- Opening Delimiter -
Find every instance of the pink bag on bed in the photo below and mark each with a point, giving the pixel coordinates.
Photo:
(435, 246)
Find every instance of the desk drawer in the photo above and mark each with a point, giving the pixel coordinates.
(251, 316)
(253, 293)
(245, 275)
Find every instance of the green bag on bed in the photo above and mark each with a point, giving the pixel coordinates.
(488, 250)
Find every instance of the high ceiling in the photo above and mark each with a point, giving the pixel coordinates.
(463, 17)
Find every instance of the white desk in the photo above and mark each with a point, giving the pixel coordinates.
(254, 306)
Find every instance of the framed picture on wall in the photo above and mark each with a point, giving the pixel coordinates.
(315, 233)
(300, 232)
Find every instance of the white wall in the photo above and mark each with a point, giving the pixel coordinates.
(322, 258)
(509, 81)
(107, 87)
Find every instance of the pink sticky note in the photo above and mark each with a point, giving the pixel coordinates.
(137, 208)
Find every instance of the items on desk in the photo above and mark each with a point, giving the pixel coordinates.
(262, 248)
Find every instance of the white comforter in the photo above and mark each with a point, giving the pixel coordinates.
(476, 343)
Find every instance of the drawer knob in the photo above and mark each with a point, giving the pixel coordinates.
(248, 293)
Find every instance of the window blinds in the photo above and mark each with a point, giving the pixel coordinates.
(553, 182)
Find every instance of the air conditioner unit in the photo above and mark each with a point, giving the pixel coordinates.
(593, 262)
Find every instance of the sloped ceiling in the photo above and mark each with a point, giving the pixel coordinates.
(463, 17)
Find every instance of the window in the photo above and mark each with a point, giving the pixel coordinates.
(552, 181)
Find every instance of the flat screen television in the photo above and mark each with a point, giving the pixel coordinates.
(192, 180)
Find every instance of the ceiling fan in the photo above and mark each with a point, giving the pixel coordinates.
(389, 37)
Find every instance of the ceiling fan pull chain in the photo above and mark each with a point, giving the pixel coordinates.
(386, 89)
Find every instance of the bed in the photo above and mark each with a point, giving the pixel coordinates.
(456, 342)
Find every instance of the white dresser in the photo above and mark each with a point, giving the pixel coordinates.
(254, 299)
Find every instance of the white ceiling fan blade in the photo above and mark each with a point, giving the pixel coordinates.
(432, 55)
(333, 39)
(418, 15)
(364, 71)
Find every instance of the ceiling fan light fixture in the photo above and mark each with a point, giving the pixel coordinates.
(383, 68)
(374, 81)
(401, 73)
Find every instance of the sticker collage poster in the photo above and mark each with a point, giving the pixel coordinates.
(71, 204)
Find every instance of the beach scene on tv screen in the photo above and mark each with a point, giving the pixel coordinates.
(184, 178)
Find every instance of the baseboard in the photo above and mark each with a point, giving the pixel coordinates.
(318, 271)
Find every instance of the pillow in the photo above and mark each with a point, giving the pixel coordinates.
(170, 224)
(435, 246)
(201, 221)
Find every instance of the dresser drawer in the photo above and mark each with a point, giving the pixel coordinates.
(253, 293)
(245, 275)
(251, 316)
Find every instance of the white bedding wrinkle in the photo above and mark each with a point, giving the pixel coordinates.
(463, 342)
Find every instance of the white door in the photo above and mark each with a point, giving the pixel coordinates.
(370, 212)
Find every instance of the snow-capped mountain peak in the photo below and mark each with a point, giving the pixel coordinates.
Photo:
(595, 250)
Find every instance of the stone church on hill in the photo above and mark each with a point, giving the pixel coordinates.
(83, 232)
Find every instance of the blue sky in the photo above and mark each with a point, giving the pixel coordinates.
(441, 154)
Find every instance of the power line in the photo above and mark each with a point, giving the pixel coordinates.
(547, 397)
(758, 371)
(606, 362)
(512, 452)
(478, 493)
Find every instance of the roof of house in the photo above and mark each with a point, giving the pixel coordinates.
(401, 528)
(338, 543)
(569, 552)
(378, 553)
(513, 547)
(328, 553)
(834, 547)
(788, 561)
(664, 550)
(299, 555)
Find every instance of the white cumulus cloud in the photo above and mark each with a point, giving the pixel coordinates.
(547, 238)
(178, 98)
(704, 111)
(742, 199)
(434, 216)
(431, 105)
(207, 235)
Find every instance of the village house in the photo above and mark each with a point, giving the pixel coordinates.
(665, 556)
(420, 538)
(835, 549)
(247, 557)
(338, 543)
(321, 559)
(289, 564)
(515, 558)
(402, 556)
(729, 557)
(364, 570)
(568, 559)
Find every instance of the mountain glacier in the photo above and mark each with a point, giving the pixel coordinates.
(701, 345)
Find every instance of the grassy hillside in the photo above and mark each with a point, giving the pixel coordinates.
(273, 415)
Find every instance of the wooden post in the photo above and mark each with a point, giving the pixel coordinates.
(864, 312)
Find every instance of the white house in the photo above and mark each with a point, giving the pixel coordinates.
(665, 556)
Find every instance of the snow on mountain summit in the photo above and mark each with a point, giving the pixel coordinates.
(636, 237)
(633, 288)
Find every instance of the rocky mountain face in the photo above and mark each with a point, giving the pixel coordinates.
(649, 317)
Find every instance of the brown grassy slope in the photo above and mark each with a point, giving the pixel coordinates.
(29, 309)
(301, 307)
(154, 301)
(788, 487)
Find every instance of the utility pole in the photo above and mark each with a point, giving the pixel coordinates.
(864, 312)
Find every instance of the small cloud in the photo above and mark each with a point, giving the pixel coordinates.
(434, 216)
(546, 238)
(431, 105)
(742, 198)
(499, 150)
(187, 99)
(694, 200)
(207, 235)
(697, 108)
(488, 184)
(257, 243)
- Closing Delimiter -
◆ Work instruction: Print all records shown above, word for word.

◆ Answer to this task:
Find every instance of the pink bag on bed in the photo below and mark each with a point, giving the pixel coordinates.
Photo:
(435, 246)
Find every instance of the desk drawer in the photo above and mark each with a point, giving the pixel coordinates.
(251, 316)
(253, 293)
(245, 275)
Find every instance of the green bag on bed in the photo above and mark each with a point, giving the pixel coordinates.
(488, 250)
Find every instance of the high ceiling in the photo above and mark each with a point, giving the pixel coordinates.
(463, 17)
Find every instance of the white desk in the photo above and mark each with a point, giving the pixel coordinates.
(254, 306)
Find every instance of the framed picture on wall in the photo above and mark each with a point, giving the pixel coordinates.
(315, 233)
(300, 232)
Find every instance of the white wall in the photo above and mark each with a point, giving the pixel coordinates.
(322, 258)
(509, 81)
(107, 87)
Find every instance of the pink sticky note in the photo above and mark each with a point, giving the pixel coordinates.
(137, 208)
Find every instance of the items on desk in the photo above and mark each with a point, giving the pixel coordinates.
(262, 248)
Find every instance of the white comforter in the photo above and mark each with a point, giving the pixel coordinates.
(476, 343)
Find every instance of the drawer knob in the photo above and mark each with a point, giving the pixel coordinates.
(248, 293)
Find every instance of the window blinds in the photo above and mark each with a point, giving the pixel coordinates.
(553, 182)
Find every instance of the air conditioner unit in the photo above and mark each with a point, giving the pixel coordinates.
(593, 262)
Find every instance of the sloped ceiling in the photo above and mark each with a point, giving the pixel coordinates.
(463, 17)
Find every instance of the window in the photo above and mark each with a point, giving the pixel coordinates.
(552, 181)
Find every instance of the flat screen television in the photo above and mark each with a point, giving the pixel coordinates.
(192, 180)
Find every instance of the ceiling fan in the photo above and mark each with a point, giving the pixel coordinates.
(389, 37)
Find every instance of the ceiling fan pull chain in the photo above and mark each with a point, giving the pixel coordinates.
(386, 89)
Find every instance of the bed in the photo above and mark each with a point, giving the pixel coordinates.
(456, 342)
Find every instance of the white dresser in the photo above and mark each with a point, giving the pixel coordinates.
(254, 299)
Find every instance of the white ceiling fan blade in the photo above and mark each with a point, giving the pixel coordinates.
(432, 55)
(333, 39)
(418, 15)
(364, 71)
Find every instance of the ceiling fan light fixture in the photo above and mark each with a point, giving the pixel coordinates.
(383, 68)
(374, 81)
(401, 73)
Find every instance of the sticker collage poster in the photo above and mark each with a point, giving the pixel coordinates.
(71, 204)
Find every instance of the beach scene on tv screen in the photo above and mark each with a point, giving the pixel coordinates.
(184, 178)
Find every instance of the baseboard in the photo above and mark each with a point, giving the pixel coordinates.
(318, 271)
Find every instance of the pillow in the photo above and mark each with a point, giving the pixel coordinates.
(170, 224)
(435, 246)
(201, 221)
Find every instance of the dresser drawer in the photo above and mark each with a point, giving the pixel coordinates.
(253, 293)
(245, 275)
(251, 316)
Find every instance of the white bedding wrinkle in the photo above and mark each with a point, giving the pixel coordinates.
(463, 342)
Find every instance of the white door in the photo above and mark each with a point, giving the pixel coordinates.
(370, 212)
Find every instance of the snow-capped mountain peak in the photo below and mark each with a point, giving the pixel coordinates.
Photo:
(595, 250)
Find every instance of the stone church on hill in the photo above and mark each with a point, giving the pixel coordinates.
(83, 232)
Find every instance of the blue sky in the photo above and mark each with a point, giving the pixel coordinates.
(441, 154)
Find every instance of the power line in the photo above and mark each with a point, giving the pixel coordinates.
(547, 397)
(758, 371)
(606, 362)
(512, 452)
(478, 493)
Find every instance of the roof of house in the photo above and mark each with a point, giving the pixel coordinates.
(401, 528)
(338, 543)
(569, 552)
(378, 553)
(513, 547)
(328, 553)
(834, 547)
(788, 561)
(664, 550)
(299, 555)
Find every instance of the white cumulus cloud in the photo above and mark each with a point, giving the pixel coordinates.
(547, 238)
(178, 98)
(704, 111)
(742, 199)
(434, 216)
(431, 105)
(207, 235)
Find every instance of the village house in the photo above and mark each with a point, giving the pixel coordinates.
(665, 556)
(420, 538)
(835, 549)
(247, 557)
(338, 543)
(321, 559)
(289, 564)
(515, 558)
(402, 556)
(729, 557)
(364, 570)
(568, 559)
Find every instance of the mountain glacier in the photo above and mark each with a point, giving the pixel coordinates.
(701, 345)
Find every instance of the grassy hillside in the photo above and mark each with a point, giving the pixel coordinates.
(273, 415)
Find every instance of the wooden post in the photo above and mark each with a point, giving the pixel coordinates.
(864, 312)
Find every instance of the white house in the photo above and mark each with a point, giving the pixel coordinates.
(665, 556)
Find every instance of the snow on mountain summit in the photo above and mark each with a point, giving the pixel coordinates.
(636, 237)
(633, 288)
Find every instance of the rocky mountain face in the photo above and mark each with a point, giving the pixel coordinates.
(649, 317)
Find every instance of the brown grassy slope in the photo above and mark each with a point, giving the pixel coordinates.
(29, 309)
(301, 307)
(154, 301)
(788, 487)
Find every instance of the utility pole in the photo above and mark each with a point, giving the pixel coordinates.
(864, 312)
Find every instance of the small cloud in the photo above and mark each with a point, giving the pixel coordinates.
(434, 216)
(546, 238)
(431, 105)
(742, 198)
(499, 150)
(187, 99)
(694, 200)
(207, 235)
(697, 108)
(488, 184)
(257, 243)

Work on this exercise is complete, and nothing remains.